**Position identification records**
---
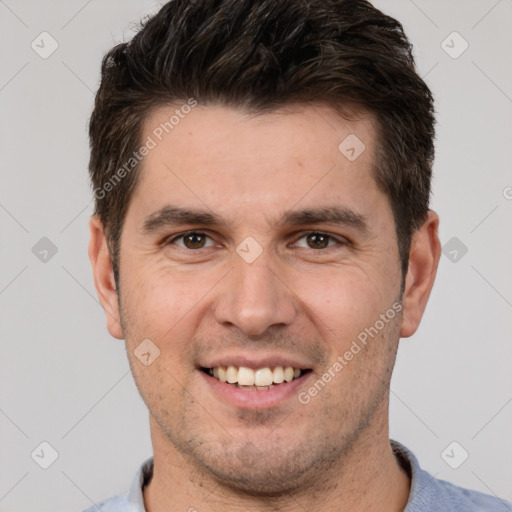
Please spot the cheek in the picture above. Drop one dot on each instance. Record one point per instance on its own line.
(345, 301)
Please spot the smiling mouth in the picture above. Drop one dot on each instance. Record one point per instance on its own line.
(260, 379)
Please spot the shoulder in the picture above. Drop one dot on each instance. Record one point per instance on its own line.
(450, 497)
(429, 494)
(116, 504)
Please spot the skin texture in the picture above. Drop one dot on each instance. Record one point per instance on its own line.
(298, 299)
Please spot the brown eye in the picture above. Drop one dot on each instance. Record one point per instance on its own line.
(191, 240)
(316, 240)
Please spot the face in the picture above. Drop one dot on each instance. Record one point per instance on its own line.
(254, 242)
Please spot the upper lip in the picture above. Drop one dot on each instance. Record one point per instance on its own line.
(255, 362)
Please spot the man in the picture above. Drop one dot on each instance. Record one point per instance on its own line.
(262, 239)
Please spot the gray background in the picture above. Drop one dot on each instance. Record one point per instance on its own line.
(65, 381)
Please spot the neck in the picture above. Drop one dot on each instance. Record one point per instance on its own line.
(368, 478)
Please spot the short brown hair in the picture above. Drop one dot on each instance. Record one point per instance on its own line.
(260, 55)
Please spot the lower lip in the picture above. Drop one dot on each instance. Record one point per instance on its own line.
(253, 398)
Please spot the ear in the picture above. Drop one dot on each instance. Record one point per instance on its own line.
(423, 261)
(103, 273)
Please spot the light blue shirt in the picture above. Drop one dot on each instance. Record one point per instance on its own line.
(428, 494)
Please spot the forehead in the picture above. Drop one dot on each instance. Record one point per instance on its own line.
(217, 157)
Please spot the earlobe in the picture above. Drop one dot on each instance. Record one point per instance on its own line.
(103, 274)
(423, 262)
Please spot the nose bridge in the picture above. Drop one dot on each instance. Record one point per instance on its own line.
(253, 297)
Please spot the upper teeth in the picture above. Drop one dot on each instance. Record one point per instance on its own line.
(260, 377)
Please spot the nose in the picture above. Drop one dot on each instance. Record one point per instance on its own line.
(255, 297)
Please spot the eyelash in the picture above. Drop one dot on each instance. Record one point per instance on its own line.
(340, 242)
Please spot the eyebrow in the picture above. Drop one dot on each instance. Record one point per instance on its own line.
---
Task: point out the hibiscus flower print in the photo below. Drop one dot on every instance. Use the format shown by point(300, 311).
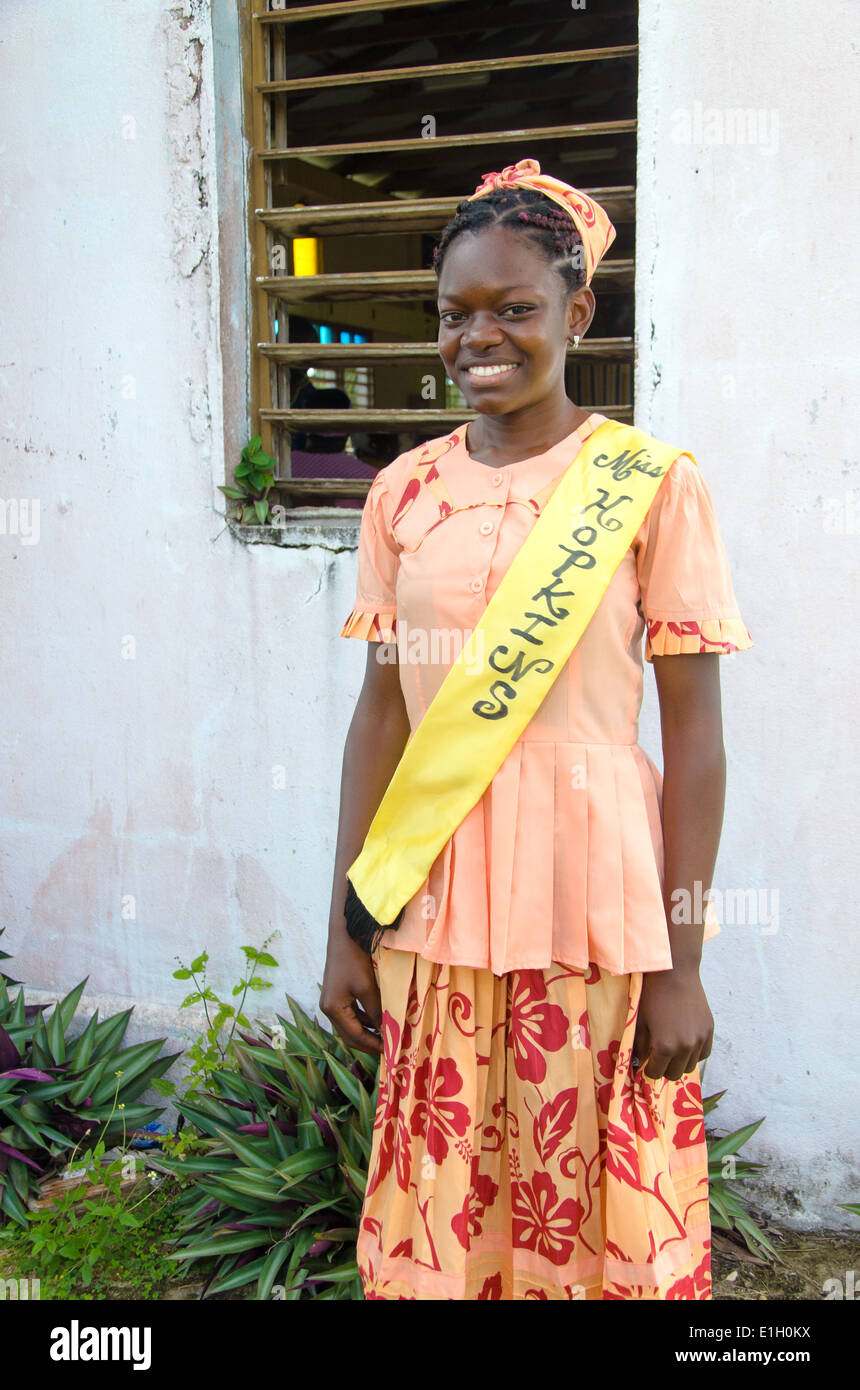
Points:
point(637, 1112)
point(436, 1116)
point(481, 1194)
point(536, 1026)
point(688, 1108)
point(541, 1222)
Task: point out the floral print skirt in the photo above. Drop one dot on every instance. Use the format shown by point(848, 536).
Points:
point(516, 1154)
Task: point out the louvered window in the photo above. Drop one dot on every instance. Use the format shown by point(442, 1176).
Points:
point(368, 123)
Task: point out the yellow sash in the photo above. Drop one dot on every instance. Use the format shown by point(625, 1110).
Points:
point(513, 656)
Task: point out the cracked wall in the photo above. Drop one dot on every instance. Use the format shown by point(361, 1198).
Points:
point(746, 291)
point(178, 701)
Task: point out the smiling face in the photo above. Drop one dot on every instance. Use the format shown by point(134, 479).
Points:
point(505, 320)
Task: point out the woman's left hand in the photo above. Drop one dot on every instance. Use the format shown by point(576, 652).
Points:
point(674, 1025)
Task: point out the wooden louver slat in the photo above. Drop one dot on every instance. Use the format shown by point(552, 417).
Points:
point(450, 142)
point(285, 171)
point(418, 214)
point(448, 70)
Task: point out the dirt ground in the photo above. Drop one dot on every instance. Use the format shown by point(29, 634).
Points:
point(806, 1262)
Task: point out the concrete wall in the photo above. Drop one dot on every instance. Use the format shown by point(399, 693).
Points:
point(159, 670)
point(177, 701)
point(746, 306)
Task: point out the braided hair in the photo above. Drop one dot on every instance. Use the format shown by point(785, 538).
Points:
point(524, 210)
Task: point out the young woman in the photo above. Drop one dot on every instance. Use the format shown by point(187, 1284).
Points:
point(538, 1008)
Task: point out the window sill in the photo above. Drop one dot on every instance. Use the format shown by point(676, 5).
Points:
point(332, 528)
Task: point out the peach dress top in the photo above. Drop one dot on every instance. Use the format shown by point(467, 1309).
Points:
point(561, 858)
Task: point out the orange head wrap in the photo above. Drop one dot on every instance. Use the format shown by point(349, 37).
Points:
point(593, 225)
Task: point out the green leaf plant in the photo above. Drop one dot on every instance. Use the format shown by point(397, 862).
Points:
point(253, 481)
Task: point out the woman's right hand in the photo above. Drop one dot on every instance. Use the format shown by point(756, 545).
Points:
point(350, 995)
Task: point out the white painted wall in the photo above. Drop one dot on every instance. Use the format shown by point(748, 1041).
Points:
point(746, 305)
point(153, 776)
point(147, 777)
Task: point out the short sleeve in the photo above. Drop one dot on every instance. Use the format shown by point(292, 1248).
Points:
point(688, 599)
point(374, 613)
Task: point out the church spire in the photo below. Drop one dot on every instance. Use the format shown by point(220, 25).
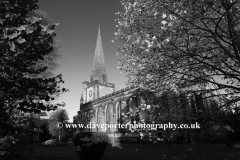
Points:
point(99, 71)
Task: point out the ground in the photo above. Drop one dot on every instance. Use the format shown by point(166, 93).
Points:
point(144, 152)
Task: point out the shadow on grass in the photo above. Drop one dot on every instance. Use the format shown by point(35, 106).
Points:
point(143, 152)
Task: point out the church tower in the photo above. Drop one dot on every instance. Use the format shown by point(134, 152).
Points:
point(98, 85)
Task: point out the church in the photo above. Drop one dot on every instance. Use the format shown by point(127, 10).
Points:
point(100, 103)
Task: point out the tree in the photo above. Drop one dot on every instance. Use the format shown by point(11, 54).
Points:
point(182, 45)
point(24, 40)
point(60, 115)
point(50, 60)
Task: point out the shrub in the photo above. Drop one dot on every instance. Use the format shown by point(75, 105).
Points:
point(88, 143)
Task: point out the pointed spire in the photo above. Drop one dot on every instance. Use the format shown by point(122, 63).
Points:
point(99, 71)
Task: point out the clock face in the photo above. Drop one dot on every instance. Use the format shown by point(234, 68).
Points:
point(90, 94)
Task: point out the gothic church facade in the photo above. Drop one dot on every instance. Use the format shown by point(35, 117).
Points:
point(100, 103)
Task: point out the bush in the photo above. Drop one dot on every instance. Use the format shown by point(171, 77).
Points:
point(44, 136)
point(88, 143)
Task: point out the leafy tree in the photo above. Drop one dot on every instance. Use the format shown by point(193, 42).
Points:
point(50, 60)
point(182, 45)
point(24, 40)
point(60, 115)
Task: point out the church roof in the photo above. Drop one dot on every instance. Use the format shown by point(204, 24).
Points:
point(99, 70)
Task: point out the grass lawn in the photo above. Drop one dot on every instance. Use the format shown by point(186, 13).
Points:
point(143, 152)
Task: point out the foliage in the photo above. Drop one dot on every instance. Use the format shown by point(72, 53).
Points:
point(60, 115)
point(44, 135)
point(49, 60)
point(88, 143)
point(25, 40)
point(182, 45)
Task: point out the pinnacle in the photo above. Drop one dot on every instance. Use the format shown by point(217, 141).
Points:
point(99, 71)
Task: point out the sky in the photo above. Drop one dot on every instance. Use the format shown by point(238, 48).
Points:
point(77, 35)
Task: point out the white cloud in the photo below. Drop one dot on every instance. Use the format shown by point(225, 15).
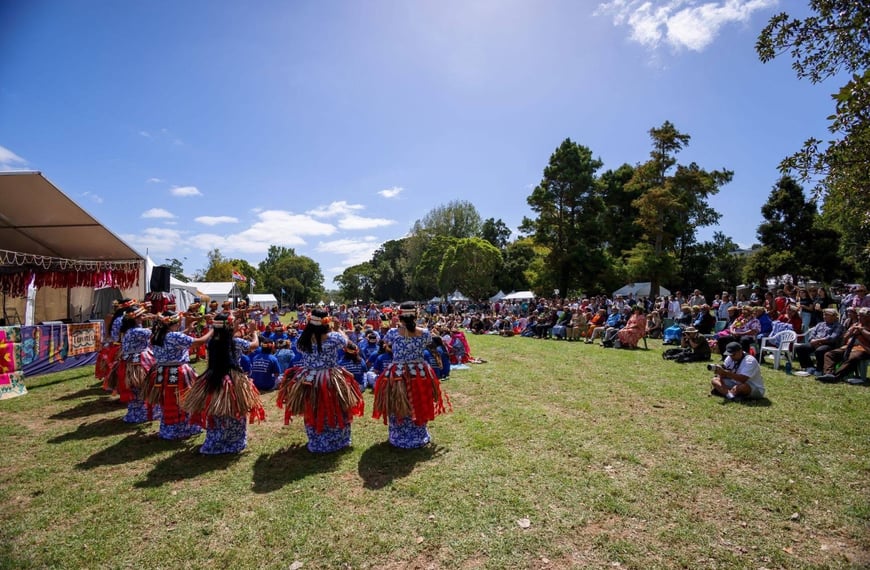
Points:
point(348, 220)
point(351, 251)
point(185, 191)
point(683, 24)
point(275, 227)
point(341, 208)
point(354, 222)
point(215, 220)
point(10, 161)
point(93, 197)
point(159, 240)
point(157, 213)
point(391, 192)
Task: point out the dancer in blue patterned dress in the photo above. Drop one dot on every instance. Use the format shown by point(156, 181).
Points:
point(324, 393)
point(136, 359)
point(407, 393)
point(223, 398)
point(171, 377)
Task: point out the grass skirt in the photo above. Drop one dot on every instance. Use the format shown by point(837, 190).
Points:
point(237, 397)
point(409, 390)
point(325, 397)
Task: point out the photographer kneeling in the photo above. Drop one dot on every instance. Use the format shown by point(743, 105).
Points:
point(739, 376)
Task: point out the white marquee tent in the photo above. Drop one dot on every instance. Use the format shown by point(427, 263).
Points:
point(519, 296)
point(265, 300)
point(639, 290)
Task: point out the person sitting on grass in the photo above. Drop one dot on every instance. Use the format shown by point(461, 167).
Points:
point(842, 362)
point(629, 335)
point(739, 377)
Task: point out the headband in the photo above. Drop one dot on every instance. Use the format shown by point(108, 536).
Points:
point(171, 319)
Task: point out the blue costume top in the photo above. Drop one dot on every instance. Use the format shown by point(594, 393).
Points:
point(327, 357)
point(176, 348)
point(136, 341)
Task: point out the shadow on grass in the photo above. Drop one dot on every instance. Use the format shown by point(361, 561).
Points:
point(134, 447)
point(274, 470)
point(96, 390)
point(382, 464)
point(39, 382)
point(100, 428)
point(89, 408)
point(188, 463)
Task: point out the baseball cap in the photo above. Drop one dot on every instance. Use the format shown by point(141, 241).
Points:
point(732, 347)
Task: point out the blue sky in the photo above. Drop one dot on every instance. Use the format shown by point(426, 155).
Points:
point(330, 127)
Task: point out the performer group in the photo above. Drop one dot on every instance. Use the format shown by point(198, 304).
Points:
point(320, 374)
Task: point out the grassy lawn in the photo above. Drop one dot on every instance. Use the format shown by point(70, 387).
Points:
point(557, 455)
---
**Task to carry out**
Locate every line in the material above that contains the string "window", and copy each of those lines in full.

**Worked solution**
Task: point out the louvered window in the photo above. Drop one dot on every instance. Use the format shown by point(442, 1176).
Task: point out the window sill in the photo above. Drop one dot on every instance. Use the format shown by point(676, 5).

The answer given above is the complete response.